Four-Legged Race – A.S. Presidential Candidate Marco Murillo

    As a student of a local school district for nearly eight years, A.S. presidential candidate Marco Murillo has a marked investment in UCSD and the La Jolla community. And as a graduate of the Preuss School, Murillo said it was a no-brainer when it was time to make his college decision. A first generation Mexican American, Murillo is the first of his family to attend a four-year university, an experience that gave him first-hand knowledge for his campaign platforms of diversity and outreach.

    … Change is possible on this campus. It is definitely a slow process, but the seeds need to be planted so future generations of students can continue to work on what was started.””
    – Marco Murillo, Thurgood Marshall College junior

    “”I pretty much have been on my own since elementary through middle school,”” Murillo said. “”Both of my parents speak Spanish and I didn’t learn English until fourth grade. Even though my parents didn’t know how to help me with my schoolwork, they prepared me for college by enrolling me [in] Preuss.””

    And since then, Murillo has been actively involved in seeking ways to better student life on campus and in the community. As head of the Student Voice! slate, Murillo hopes to impact issues of student control, campus life and college access and affordability in various ways, such as pushing for student control of the Grove Caffe and establishing External Affairs’ Lobby Corps.

    Because La Jolla is an upscale community, the Thurgood Marshall College junior believes it is important to make the extra effort to integrate with La Jolla residents and foster better relations. The link is currently strained, he says; a trend of apartment-to-condominium conversions and rules restricting amplified music after 11 p.m. limit possible social gatherings. Murillo said that student organizations find it difficult to live and interact in a college atmosphere in La Jolla.

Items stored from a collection
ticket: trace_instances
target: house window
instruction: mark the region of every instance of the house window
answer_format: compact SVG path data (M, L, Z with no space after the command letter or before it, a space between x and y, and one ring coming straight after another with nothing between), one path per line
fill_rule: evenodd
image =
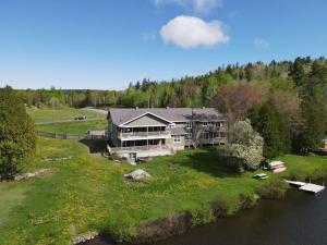
M192 128L192 122L186 122L186 128L191 130Z
M173 143L174 143L174 144L181 143L181 135L173 135L173 136L172 136L172 139L173 139Z
M221 126L221 122L216 122L216 123L215 123L215 126L216 126L216 127L220 127L220 126Z
M170 128L173 128L173 127L175 127L175 124L174 124L174 123L169 124L169 127L170 127Z

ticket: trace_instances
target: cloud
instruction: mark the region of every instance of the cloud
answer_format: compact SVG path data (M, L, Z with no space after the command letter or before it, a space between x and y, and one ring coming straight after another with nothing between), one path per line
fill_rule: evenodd
M253 46L255 48L268 48L270 46L269 41L262 39L262 38L255 38L253 40Z
M228 42L230 37L222 30L218 21L205 22L202 19L180 15L161 27L160 35L166 44L182 48L214 46Z
M142 34L142 39L144 41L152 41L156 39L156 33L155 32L149 32L149 33L143 33Z
M179 5L197 13L207 13L222 7L222 0L153 0L155 5Z

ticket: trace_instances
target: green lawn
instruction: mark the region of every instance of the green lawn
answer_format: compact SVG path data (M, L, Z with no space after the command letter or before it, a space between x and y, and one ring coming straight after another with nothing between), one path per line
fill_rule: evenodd
M106 119L106 115L99 112L85 109L61 108L61 109L37 109L27 110L35 123L47 123L53 121L74 120L75 117L86 115L87 119Z
M36 125L37 131L69 133L69 134L85 134L87 131L105 131L108 127L106 120L86 121L86 122L65 122Z
M44 157L68 157L68 161L44 162ZM327 173L327 158L282 158L289 174L303 169ZM290 161L290 162L289 162ZM253 173L234 175L217 160L214 151L198 149L158 157L138 167L120 164L90 156L78 142L40 138L37 158L24 171L51 168L52 174L0 183L0 244L70 244L74 232L110 232L128 238L140 222L190 211L195 223L213 219L211 203L225 201L229 213L241 197L253 196L269 181L257 181ZM142 168L152 174L146 182L132 183L123 174ZM304 172L305 170L301 170ZM284 173L286 174L286 173Z
M62 108L62 109L38 109L27 110L34 119L37 131L85 134L87 131L105 131L107 128L106 115L99 112L85 109ZM86 115L90 121L73 121L75 117ZM58 122L59 121L59 122ZM63 121L63 122L60 122ZM68 121L68 122L64 122ZM58 122L58 123L49 123ZM43 124L45 123L45 124Z

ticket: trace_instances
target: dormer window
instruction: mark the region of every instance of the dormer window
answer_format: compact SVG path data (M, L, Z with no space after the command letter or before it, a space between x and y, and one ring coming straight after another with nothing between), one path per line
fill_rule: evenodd
M192 128L192 122L186 122L186 128L191 130Z
M173 128L173 127L175 127L174 123L169 124L169 128Z
M216 126L216 127L220 127L220 126L221 126L221 122L216 122L216 123L215 123L215 126Z

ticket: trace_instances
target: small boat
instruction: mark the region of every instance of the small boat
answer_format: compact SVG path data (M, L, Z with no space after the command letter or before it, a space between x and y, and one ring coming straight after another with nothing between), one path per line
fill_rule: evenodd
M268 179L269 176L265 173L257 173L253 176L254 179L258 179L258 180L266 180Z
M281 173L287 170L282 161L271 161L268 166L272 173Z
M286 170L287 170L286 167L279 167L279 168L272 169L272 173L281 173Z

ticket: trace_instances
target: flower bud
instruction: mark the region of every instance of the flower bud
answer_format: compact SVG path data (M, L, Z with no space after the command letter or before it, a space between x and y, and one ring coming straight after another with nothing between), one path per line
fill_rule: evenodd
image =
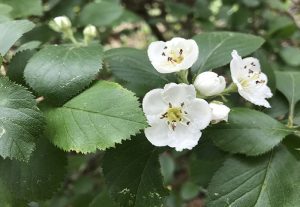
M194 82L195 88L204 96L220 94L226 87L225 78L214 72L200 73Z
M211 102L209 107L212 112L211 122L213 124L219 123L220 121L228 121L230 108L225 106L222 102Z
M49 23L49 26L56 32L63 32L72 27L70 19L66 16L55 17L53 21Z
M97 29L94 25L89 24L83 30L83 35L85 37L94 38L97 36Z

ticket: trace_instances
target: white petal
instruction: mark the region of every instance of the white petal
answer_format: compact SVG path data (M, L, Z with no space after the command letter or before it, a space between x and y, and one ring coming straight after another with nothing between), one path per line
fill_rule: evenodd
M248 70L245 70L243 68L243 59L239 54L237 53L236 50L233 50L231 53L232 60L230 61L230 72L231 72L231 77L234 83L238 83L240 79L244 79L248 75Z
M211 120L213 123L218 123L220 121L228 121L228 114L230 112L230 108L225 106L222 103L210 103L209 107L212 110Z
M184 110L188 113L187 117L191 120L191 127L200 130L209 125L211 109L205 100L196 98L185 106Z
M165 85L162 96L165 102L179 107L181 103L195 99L196 90L193 85L169 83Z
M194 82L195 88L204 96L213 96L220 94L226 87L225 78L218 76L214 72L200 73Z
M143 99L143 111L147 115L161 115L166 112L168 104L162 98L163 89L149 91Z
M173 140L168 136L169 132L168 125L165 123L157 122L153 124L151 127L145 129L145 136L153 144L154 146L167 146Z
M174 131L169 132L172 142L168 145L174 147L176 151L192 149L198 144L201 134L200 130L195 131L187 126L178 125Z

> **CHALLENGE 1**
Answer these questions using the candidate profile above:
(a) Until what grade did Murillo not learn English?
(b) What slate does Murillo head?
(c) After what time do the rules mentioned in the profile restrict amplified music?
> **CHALLENGE 2**
Using the candidate profile above, decide whether each statement agrees with it. Answer yes or no and quote the words that settle it.
(a) Murillo is the first in his family to attend a four-year university.
(b) Murillo's parents helped him with his schoolwork.
(c) Murillo describes the link between students and La Jolla residents as strong.

> **TASK OUTPUT 1**
(a) Fourth grade
(b) The Student Voice! slate
(c) 11 p.m.

> **TASK OUTPUT 2**
(a) Yes: "Murillo is the first of his family to attend a four-year university"
(b) No: "Even though my parents didn’t know how to help me with my schoolwork"
(c) No: "The link is currently strained"